Record set:
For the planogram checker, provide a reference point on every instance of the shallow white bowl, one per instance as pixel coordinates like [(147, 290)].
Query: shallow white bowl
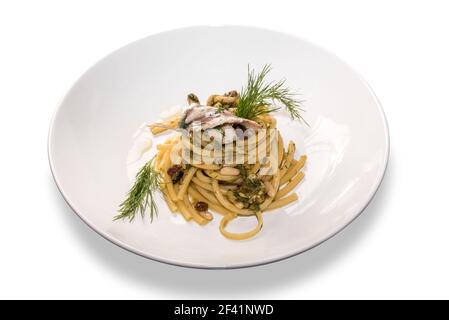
[(91, 133)]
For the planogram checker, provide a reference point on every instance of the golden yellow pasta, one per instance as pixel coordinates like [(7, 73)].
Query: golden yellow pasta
[(239, 168)]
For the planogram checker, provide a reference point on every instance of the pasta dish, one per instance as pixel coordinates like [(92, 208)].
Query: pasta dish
[(223, 159)]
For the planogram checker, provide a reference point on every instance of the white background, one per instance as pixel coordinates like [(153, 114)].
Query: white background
[(398, 248)]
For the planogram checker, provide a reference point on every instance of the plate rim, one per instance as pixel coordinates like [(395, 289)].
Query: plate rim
[(174, 262)]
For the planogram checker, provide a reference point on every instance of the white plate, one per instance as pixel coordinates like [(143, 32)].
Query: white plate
[(92, 131)]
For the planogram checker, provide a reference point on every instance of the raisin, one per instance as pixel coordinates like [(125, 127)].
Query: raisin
[(201, 206)]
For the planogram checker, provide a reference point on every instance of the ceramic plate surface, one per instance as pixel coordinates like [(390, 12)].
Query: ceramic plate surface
[(92, 132)]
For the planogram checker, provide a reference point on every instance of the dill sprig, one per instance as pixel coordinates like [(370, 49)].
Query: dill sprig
[(258, 96), (141, 195)]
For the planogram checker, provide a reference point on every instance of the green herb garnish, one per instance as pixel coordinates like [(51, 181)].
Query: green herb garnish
[(141, 195), (258, 96)]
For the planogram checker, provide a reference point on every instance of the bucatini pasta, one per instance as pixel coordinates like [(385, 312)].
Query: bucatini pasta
[(226, 157)]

Problem: Can you rewrite the stretch of data from the beginning through the line containing "[(91, 133)]" with "deep" substituted for "shallow" and nothing else changed, leaving out the pictures?

Response to this task:
For the planogram checker, provide a reference point on every instance of the deep white bowl, one per instance as pixel coordinates like [(147, 290)].
Query: deep white bowl
[(91, 133)]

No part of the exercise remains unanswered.